Everything in the data except the pictures belongs in your answer, copied exactly.

+ + + + +

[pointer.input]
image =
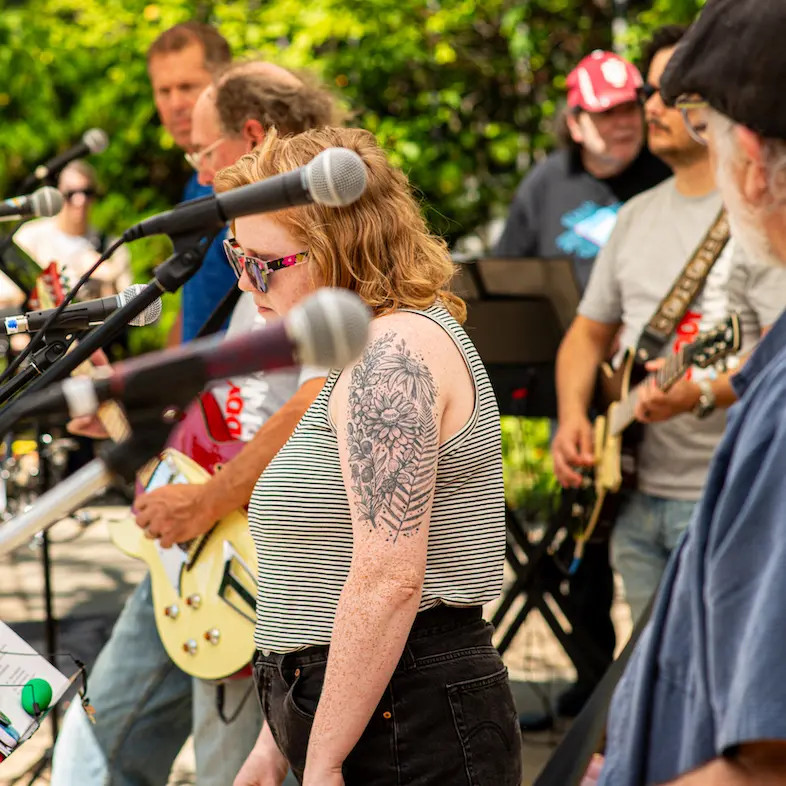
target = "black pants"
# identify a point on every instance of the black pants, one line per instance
(447, 718)
(592, 595)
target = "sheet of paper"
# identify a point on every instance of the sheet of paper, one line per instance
(19, 662)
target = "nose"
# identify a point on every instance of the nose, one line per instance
(181, 101)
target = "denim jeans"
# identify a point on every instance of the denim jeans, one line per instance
(648, 529)
(447, 717)
(145, 710)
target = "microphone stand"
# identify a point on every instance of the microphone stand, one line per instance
(56, 346)
(149, 433)
(168, 277)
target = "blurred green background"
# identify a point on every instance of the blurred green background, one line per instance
(463, 93)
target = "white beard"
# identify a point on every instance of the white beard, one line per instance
(746, 226)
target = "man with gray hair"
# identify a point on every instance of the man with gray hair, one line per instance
(703, 699)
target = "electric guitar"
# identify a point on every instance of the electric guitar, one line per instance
(204, 591)
(595, 508)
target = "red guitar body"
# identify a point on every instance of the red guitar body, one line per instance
(202, 435)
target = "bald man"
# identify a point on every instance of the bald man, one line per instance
(145, 706)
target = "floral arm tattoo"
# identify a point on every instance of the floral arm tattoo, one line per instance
(392, 436)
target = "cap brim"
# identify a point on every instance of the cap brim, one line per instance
(609, 100)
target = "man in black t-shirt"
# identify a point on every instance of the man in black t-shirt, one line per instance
(567, 207)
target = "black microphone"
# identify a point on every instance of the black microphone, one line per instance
(336, 177)
(45, 202)
(80, 316)
(93, 141)
(328, 330)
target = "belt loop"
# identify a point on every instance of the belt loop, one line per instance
(407, 660)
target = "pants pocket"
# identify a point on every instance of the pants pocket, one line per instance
(486, 722)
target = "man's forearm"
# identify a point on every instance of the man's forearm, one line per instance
(231, 488)
(735, 772)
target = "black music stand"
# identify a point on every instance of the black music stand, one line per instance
(518, 312)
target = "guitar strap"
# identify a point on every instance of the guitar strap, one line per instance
(687, 286)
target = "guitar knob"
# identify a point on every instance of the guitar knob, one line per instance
(190, 647)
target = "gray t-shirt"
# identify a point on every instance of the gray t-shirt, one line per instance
(708, 673)
(656, 233)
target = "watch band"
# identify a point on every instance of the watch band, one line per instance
(707, 401)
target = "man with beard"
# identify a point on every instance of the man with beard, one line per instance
(655, 236)
(567, 206)
(703, 699)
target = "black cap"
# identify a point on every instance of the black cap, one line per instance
(734, 56)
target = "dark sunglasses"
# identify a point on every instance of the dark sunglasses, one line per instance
(647, 91)
(258, 269)
(89, 193)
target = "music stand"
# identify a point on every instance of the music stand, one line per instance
(518, 312)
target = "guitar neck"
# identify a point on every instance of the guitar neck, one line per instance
(665, 377)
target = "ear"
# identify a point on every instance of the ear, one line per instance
(574, 128)
(754, 184)
(253, 132)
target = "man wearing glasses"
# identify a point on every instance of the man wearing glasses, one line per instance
(146, 707)
(656, 234)
(70, 240)
(703, 699)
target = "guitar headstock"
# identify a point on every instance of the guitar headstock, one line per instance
(50, 289)
(710, 347)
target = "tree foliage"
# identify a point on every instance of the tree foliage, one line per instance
(462, 93)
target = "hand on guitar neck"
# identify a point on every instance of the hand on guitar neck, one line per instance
(654, 405)
(572, 449)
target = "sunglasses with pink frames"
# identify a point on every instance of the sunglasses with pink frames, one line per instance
(258, 269)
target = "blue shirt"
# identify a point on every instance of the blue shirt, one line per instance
(208, 286)
(709, 672)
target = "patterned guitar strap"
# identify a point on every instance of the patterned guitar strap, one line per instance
(686, 289)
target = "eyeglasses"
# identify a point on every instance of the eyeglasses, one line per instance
(195, 159)
(258, 269)
(88, 193)
(694, 114)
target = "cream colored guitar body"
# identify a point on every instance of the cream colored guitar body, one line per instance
(204, 592)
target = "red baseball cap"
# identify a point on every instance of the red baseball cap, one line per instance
(603, 80)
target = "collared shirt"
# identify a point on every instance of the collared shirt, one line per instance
(709, 672)
(207, 287)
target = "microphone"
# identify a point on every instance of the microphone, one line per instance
(80, 316)
(336, 177)
(328, 330)
(44, 202)
(93, 141)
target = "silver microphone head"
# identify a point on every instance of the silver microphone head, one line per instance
(330, 328)
(149, 315)
(46, 202)
(96, 140)
(336, 177)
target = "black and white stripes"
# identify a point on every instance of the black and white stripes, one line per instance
(300, 520)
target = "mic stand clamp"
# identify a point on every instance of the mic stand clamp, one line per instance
(169, 277)
(56, 346)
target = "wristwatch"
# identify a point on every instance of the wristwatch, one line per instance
(706, 404)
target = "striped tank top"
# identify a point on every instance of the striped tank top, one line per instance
(300, 518)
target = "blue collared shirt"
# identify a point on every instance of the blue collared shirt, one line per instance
(208, 286)
(709, 672)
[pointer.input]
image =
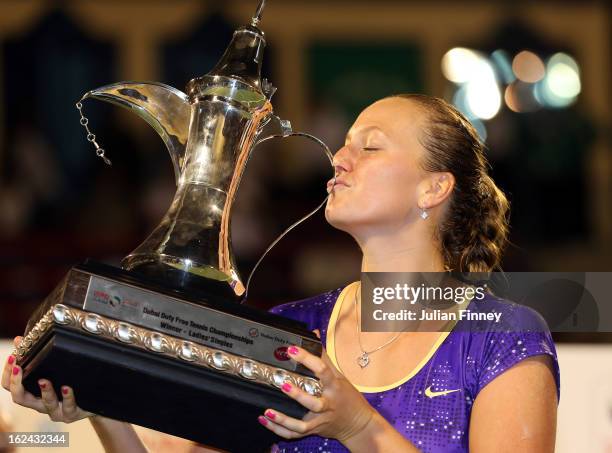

+ + + + +

> **Result for this exercise**
[pointer.input]
image =
target = "black pants"
# identify a point on every instance of the black pants, one line per instance
(447, 718)
(592, 595)
target = "sheet of paper"
# identify a point on every instance of the sheet of paper, one line per instance
(19, 662)
target = "nose"
# identify a point on every instance of the nose, one line per instance
(181, 101)
target = "denim jeans"
# identify a point on every instance of the denim jeans, one line per instance
(648, 529)
(447, 717)
(145, 710)
target = "microphone stand"
# identify a point on every instance of the microphone stand, one line per instance
(56, 346)
(149, 433)
(168, 277)
target = "blurred green background"
# identify a point on every instance of the blurred green background, one line per instance
(463, 93)
target = "white beard"
# identify a point on every instance of the white beard, one line per instance
(746, 226)
target = "man with gray hair"
# identify a point on every instance of the man with gray hair, one line per instance
(703, 699)
target = "electric guitar"
# identify a point on every instance of the electric guitar, one line per instance
(204, 591)
(595, 508)
target = "red guitar body"
# identify a point on every instance of the red guitar body, one line per instance
(202, 435)
target = "bald man"
# identify a point on every instance of the bald man, one line per instance
(145, 706)
target = "floral arm tattoo"
# identify a point on every instance of the floral arm tattoo, one line per instance
(392, 436)
target = "cap brim"
# identify a point on every instance of the cap brim, one line per instance
(609, 100)
target = "man in black t-shirt"
# identify a point on every instance of the man in black t-shirt, one line per instance
(567, 207)
target = "black microphone"
# identify a point on every instance of the black microphone, one line per instance
(336, 177)
(45, 202)
(80, 316)
(93, 141)
(328, 330)
target = "belt loop"
# identify a point on every instance of the belt loop, one line per instance
(407, 660)
target = "pants pocket"
# identify a point on every instance of the pants pocket, one line per instance
(486, 722)
target = "man's forearm"
# identify a point on every instance of the man's forearm, one line per instance
(231, 488)
(735, 772)
target = "black music stand"
# identify a point on every instance of the black music stand, one line per instance
(518, 312)
target = "guitar strap"
# identify a point on every instance of the guitar strap, one line per instance
(687, 286)
target = "guitar knob"
# identify a point on every instance of the guitar knob, one line per instance
(190, 647)
target = "gray t-shirt"
# identify a point on every instance of the gray t-shirt, one line per instance
(708, 673)
(656, 233)
target = "watch band"
# identify a point on every instance of the watch band, one line per instance
(707, 401)
target = "man with beard"
# identify a point on every instance of the man with beard, one line per instance
(655, 236)
(567, 206)
(703, 699)
target = "black cap"
# identify a point on every instance of the black cap, one line per instance
(734, 56)
target = "dark sunglasses"
# identify a point on every instance of the dark sunglasses, one line per instance
(647, 91)
(258, 269)
(89, 193)
target = "music stand"
# identify a point on every instance of the music stand, one line per instance
(518, 312)
target = "guitar neck"
# identify a point on every instance of the guitar neck, one line per instance
(665, 377)
target = "ear"
# identify a point on every instance of the ear, one line per instance
(574, 128)
(754, 184)
(253, 132)
target = "man wearing glasses"
# identify a point on every instance of the man wearing glasses, one line per instance
(146, 707)
(656, 234)
(70, 240)
(703, 699)
target = "guitar headstock"
# identify a point on every instance of the guitar headstock, one line per instance
(50, 289)
(710, 347)
target = "tree foliage"
# identify a point on every instance of the tree foliage, one line per instance
(462, 93)
target = "hand on guitar neck"
# identify a point on every instance of the hand on guitar neck, one line per instance
(654, 405)
(572, 449)
target = "sunglasses with pink frames"
# identify a point on every instance of the sunglasses with pink frames, one line per instance
(258, 269)
target = "blue shirt"
# identify a point on every instance of the blue shirt, one line per instance
(208, 286)
(709, 672)
target = "patterned guitar strap"
# identify a point on every instance of the patterned guitar strap, one line per instance
(686, 289)
target = "eyeglasses"
# identify a point on every instance of the eyeglasses, one line per instance
(195, 159)
(258, 269)
(88, 193)
(694, 114)
target = "cream colored guitar body"
# identify a point on every instance of the cream colored guitar body, one line per instance
(204, 592)
target = "red baseball cap"
# identify a point on every instance of the red baseball cap, one line per instance
(603, 80)
target = "collared shirt"
# identify a point on every instance of the collared shirt, one line per instance
(709, 672)
(207, 287)
target = "microphone"
# identify a point on every instance of the microphone, one line per instance
(80, 316)
(336, 177)
(328, 330)
(44, 202)
(93, 141)
target = "silver microphone head"
# identify a point on every instance of the silver microphone head, one line per instance
(330, 328)
(149, 315)
(46, 202)
(96, 140)
(336, 177)
target = "black and white stripes"
# identify a point on every instance of the black and white stripes, one line per instance
(300, 520)
target = "mic stand clamp"
# identify a point on every instance of the mic stand clamp, one line per instance
(169, 277)
(56, 346)
target = "wristwatch"
# identify a point on every instance of the wristwatch, one line per instance
(706, 404)
target = "striped tank top"
# identify a point on every instance of the striped tank top, one line per instance
(300, 518)
target = "blue collared shirt"
# identify a point on every instance of the blue collared shirt, one line per instance
(208, 286)
(709, 672)
[pointer.input]
image =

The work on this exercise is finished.